## Document segment:
LOVELAND, Colo. Colorado Parks & Wildlife was able to retain the recreation lease for Lonetree Reservoir through June 30, 2018, however this date will mark the end of the agency's management of the Loveland fishing area. There will not be public access to the property after that date.

"We are certainly disappointed," said Mark Leslie, northeast regional manager for Colorado Parks and Wildlife, "We negotiated as best we could for a 20-year lease, but were outbid in the end. Sadly the agency may face additional situations like this in the future as we struggle to support our hunting and fishing access with a constrained budget."

Lonetree Reservoir and the surrounding land have been leased for wildlife recreation by Colorado Parks and Wildlife since the 1970's.

Anglers will note that the current fishing regulations will remain in place until biologists determine the level at which sportfish can be salvaged and any remaining fish can be transferred to a public water open to angling.

Colorado Parks and Wildlife recently ran a Financial Sustainability bill through the legislature to address funding shortfalls the agency is facing. The bill was defeated in the Senate Finance Committee. The agency receives very little tax funding from the state, and operates primarily on a user pay model to manage state parks, recreation and wildlife. With greater demand placed on recreation opportunities and rising operational costs the bill addressed the need to increase the price on park passes and resident hunting and fishing licenses.

CPW is an enterprise agency, relying primarily on license sales, state parks fees and registration fees to support its operations, including: 41 state parks and more than 350 wildlife areas covering approximately 900,000 acres, management of fishing and hunting, wildlife watching, camping, motorized and non-motorized trails, boating and outdoor education. CPW's work contributes approximately $6 billion in total economic impact annually throughout Colorado.

(Entries drawn from a collection)

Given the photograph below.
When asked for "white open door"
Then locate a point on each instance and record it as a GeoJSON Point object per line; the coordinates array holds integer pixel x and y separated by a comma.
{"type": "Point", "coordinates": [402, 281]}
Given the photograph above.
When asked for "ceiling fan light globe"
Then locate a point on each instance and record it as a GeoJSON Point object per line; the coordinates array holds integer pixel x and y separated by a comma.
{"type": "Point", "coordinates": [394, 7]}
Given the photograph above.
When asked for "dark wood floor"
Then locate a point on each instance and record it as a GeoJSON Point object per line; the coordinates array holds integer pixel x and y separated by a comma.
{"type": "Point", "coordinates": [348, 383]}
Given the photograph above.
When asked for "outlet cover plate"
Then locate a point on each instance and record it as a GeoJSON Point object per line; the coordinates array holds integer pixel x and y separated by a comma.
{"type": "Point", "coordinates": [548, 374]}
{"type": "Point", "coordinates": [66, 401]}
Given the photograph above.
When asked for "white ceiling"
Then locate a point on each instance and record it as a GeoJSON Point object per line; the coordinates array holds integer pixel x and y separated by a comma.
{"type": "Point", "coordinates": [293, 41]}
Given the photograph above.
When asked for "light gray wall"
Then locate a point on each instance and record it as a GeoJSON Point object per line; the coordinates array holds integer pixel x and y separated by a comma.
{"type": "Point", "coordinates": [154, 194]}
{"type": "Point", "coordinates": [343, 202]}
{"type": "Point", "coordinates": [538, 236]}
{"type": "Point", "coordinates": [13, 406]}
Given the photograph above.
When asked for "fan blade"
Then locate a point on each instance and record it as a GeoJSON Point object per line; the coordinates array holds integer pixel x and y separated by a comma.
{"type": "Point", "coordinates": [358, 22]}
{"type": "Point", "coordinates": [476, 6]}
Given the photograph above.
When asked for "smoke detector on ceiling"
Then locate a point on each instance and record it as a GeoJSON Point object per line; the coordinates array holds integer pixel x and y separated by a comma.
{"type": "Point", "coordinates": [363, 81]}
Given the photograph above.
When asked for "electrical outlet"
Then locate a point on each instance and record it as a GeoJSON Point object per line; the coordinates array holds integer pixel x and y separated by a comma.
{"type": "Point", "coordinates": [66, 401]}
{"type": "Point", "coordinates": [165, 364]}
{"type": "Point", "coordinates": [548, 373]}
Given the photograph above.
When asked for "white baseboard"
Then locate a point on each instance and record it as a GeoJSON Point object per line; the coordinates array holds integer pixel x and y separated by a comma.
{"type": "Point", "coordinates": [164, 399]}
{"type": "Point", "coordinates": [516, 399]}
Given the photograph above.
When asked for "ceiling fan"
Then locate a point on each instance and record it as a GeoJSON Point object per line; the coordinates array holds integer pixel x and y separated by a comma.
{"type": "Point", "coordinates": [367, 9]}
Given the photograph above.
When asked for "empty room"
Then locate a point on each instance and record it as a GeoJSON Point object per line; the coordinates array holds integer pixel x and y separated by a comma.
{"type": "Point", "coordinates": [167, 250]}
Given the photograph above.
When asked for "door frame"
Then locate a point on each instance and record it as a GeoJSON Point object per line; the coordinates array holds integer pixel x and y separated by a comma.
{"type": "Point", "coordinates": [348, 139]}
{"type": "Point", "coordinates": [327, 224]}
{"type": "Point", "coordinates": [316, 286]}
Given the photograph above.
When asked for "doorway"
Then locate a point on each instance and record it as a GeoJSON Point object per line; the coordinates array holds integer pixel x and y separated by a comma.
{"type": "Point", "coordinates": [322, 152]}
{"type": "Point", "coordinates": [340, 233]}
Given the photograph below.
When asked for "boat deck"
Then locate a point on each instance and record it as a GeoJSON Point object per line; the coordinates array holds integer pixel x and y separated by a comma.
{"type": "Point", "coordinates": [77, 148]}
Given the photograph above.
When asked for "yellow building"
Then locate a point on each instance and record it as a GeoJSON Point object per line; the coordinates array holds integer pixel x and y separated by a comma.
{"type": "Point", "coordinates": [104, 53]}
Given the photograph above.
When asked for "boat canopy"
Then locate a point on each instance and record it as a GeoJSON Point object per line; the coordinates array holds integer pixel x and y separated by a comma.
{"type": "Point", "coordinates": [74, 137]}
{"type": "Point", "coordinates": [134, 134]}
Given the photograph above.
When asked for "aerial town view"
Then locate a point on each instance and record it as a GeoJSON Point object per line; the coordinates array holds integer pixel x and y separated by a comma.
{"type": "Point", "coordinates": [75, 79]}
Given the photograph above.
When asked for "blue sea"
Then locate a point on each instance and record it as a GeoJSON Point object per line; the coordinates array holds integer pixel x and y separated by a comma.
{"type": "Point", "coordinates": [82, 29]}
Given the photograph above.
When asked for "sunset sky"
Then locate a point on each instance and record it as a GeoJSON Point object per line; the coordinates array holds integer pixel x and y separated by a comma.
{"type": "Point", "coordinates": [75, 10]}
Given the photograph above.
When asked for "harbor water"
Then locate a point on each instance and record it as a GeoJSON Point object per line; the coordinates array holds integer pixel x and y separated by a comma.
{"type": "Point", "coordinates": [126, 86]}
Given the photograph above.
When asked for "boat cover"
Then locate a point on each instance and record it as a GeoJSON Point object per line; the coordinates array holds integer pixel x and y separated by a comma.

## Task instructions:
1. Update the Lonetree Reservoir text starting with "Anglers will note" and going on through "open to angling.", replacing "biologists" with "wildlife biologists".
2. Translate this sentence from the Lonetree Reservoir text into Spanish: "Lonetree Reservoir and the surrounding land have been leased for wildlife recreation by Colorado Parks and Wildlife since the 1970's."
The items are separate material and are unrelated to the Lonetree Reservoir text.

## Exercise results:
1.
Anglers will note that the current fishing regulations will remain in place until wildlife biologists determine the level at which sportfish can be salvaged and any remaining fish can be transferred to a public water open to angling.

2. El embalse Lonetree y los terrenos circundantes han sido arrendados para la recreación vinculada a la fauna silvestre por Colorado Parks and Wildlife desde la década de 1970.